Records from a point-labeling set:
--*--
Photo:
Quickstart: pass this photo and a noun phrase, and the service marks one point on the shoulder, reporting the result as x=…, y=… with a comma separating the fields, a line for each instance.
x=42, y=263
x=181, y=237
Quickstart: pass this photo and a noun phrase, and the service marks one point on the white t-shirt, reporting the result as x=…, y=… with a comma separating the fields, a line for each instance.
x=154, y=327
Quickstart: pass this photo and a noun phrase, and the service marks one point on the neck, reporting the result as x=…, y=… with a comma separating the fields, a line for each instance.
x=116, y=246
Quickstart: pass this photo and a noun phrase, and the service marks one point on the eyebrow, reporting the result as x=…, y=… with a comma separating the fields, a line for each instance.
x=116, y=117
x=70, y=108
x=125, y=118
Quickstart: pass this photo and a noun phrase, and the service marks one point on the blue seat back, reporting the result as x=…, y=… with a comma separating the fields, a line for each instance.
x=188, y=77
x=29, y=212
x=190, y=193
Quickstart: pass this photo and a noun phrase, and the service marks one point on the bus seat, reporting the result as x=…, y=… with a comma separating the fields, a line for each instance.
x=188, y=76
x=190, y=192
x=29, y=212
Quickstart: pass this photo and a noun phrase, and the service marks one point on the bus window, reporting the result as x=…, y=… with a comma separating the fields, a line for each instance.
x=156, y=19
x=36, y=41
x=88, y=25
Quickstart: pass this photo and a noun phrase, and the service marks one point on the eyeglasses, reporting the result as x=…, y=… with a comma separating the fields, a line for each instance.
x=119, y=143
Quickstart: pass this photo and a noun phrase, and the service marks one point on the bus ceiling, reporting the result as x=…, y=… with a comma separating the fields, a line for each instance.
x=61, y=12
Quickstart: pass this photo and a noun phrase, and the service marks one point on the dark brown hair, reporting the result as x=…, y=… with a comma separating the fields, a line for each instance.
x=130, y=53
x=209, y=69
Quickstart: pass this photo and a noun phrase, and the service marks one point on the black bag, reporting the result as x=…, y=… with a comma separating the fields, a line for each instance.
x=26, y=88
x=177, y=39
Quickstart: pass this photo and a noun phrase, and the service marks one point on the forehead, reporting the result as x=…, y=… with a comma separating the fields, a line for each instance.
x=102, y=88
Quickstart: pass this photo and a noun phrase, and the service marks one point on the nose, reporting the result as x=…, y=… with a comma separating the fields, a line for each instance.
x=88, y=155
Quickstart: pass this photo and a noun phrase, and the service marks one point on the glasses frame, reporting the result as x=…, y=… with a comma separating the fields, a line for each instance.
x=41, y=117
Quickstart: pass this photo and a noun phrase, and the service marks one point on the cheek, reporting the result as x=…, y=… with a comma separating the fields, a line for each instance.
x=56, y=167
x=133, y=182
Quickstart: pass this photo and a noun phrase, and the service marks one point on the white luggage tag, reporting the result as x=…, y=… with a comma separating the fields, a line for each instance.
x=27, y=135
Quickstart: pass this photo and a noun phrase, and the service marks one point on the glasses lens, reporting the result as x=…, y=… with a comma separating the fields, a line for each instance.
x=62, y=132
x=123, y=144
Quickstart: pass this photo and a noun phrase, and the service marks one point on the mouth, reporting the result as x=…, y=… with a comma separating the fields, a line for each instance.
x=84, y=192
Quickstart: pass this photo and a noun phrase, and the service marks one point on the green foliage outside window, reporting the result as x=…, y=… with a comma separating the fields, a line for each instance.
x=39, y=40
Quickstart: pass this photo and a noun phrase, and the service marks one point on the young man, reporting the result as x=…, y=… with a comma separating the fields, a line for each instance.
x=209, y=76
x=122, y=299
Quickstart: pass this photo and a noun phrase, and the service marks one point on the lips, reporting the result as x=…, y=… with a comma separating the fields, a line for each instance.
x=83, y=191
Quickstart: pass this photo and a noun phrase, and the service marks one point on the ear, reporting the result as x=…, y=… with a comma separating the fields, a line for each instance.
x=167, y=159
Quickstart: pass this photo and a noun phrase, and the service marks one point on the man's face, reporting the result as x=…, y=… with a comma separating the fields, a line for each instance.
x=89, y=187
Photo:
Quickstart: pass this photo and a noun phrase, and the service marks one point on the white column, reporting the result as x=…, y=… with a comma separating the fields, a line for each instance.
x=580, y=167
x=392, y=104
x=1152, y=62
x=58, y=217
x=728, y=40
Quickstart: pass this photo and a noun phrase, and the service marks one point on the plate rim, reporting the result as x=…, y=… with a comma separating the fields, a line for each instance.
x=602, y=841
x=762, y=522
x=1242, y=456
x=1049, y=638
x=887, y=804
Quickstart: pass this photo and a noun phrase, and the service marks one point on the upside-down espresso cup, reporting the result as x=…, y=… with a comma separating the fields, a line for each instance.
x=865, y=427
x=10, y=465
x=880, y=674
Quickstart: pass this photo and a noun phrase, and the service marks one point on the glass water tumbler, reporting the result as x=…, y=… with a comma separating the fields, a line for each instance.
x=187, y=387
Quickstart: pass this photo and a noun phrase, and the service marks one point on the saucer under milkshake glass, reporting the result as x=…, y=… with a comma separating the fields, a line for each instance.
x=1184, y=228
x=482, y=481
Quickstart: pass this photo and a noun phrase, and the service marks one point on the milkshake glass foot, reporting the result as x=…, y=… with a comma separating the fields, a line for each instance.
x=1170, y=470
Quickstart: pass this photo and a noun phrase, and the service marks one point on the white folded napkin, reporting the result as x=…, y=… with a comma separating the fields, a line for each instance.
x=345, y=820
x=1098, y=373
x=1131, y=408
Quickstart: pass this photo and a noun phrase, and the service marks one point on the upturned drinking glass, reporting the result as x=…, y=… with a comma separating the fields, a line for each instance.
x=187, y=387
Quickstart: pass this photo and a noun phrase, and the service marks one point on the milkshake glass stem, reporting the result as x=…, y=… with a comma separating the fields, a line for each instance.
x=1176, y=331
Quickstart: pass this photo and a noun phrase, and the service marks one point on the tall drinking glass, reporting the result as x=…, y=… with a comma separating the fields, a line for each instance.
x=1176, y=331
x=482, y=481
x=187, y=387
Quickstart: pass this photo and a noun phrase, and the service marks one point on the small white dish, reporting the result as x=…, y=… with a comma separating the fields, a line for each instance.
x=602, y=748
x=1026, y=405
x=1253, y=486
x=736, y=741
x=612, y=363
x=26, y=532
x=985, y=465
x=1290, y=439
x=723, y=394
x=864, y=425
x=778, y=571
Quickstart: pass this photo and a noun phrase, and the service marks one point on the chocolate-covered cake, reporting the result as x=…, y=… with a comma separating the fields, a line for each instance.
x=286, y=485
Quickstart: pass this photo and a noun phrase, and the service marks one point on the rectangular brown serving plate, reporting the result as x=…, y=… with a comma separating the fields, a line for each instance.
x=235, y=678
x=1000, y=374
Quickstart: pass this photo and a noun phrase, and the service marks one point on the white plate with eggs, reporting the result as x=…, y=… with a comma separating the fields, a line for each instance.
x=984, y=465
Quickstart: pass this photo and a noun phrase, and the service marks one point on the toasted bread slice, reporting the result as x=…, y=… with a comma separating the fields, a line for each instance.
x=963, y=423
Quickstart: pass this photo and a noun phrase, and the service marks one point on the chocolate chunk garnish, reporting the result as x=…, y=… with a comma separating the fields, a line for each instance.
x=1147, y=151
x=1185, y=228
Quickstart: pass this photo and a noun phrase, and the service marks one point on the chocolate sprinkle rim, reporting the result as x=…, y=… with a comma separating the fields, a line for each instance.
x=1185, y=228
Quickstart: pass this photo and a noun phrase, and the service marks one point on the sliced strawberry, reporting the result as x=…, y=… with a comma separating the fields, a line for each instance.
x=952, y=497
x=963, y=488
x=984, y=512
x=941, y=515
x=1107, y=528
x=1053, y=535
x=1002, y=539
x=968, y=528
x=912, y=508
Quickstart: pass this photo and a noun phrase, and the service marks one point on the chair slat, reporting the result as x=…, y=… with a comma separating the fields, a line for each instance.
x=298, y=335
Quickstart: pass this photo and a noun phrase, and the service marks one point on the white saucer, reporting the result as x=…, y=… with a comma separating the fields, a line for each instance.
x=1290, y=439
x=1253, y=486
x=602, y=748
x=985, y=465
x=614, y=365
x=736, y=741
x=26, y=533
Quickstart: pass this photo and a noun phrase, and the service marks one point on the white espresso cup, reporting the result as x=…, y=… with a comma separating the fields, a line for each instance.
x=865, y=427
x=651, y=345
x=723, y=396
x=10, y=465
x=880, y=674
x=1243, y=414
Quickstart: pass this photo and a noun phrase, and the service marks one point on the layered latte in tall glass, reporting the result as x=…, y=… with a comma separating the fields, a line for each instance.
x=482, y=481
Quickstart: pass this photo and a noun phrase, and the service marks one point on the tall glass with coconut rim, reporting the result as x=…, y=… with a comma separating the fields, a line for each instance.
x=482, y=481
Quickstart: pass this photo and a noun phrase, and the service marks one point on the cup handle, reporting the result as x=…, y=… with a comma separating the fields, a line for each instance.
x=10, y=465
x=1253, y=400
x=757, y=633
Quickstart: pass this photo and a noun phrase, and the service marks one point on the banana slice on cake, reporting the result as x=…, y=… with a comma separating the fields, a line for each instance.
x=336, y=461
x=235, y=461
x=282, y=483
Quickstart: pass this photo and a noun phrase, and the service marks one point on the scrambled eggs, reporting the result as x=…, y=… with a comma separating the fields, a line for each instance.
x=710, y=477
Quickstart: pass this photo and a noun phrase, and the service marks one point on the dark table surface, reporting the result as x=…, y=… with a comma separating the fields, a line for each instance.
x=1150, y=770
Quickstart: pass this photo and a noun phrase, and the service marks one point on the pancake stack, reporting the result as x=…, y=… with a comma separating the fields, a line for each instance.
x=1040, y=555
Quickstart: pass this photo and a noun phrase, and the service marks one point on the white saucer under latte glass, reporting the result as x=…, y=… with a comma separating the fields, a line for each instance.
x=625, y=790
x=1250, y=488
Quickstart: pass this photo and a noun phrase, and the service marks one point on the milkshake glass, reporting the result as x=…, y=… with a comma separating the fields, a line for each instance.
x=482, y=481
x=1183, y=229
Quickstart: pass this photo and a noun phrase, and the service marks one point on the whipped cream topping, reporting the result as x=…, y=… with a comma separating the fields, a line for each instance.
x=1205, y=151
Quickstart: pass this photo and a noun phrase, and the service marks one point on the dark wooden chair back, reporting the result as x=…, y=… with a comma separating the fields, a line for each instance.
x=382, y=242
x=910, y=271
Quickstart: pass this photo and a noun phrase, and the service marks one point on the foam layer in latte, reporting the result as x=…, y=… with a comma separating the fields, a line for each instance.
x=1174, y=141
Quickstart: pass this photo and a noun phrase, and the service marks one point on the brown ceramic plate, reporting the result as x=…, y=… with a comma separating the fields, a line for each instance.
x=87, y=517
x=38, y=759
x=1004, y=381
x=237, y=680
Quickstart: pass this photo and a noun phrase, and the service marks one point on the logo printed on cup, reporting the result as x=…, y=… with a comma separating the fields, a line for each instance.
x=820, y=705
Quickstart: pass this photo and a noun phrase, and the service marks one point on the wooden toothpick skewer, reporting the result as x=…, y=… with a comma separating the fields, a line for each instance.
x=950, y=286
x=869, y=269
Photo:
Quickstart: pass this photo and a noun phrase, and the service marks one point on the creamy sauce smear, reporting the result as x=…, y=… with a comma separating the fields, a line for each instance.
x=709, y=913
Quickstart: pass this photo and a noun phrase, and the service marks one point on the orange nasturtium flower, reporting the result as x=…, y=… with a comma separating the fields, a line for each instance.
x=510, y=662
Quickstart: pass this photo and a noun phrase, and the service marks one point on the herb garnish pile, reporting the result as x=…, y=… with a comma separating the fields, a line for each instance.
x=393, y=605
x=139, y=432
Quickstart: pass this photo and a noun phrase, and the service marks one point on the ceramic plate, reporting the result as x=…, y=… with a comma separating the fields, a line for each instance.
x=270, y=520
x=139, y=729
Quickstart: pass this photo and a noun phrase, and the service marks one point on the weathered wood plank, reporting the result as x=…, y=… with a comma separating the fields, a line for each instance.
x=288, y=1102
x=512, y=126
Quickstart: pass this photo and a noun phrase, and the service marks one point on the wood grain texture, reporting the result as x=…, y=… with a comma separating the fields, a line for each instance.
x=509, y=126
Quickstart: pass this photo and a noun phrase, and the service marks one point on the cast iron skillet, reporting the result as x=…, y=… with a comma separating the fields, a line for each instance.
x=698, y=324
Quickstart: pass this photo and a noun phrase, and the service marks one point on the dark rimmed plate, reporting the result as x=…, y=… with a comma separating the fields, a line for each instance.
--*--
Reproduce verbatim the stretch of the listing from the line containing "on the layered" through the line containing "x=282, y=483", with both boundary lines included.

RESPONSE TO THE EXERCISE>
Quickstart: pass this photo and a noun phrase, and the service marks one point on the layered latte in tall glass, reporting the result as x=…, y=… with a comma separating the fields, a line for each instance.
x=482, y=481
Quickstart: pass this photo and a noun phrase, and the service marks one point on the tall glass with coconut rim, reporting the result as x=…, y=… with a comma separating the fields, a line for each instance.
x=482, y=481
Quickstart: pass this photo and a noun phrase, and the service marks one point on the cup handle, reporting the result as x=…, y=… with a comma separating the fields, a line for each instance.
x=10, y=465
x=1253, y=400
x=757, y=633
Quickstart: pass this photo and a noun phrase, and the service marks one point on the banana slice on cake, reporting the result as x=…, y=… with a comma separating the fields, a line for each instance.
x=336, y=461
x=235, y=461
x=282, y=483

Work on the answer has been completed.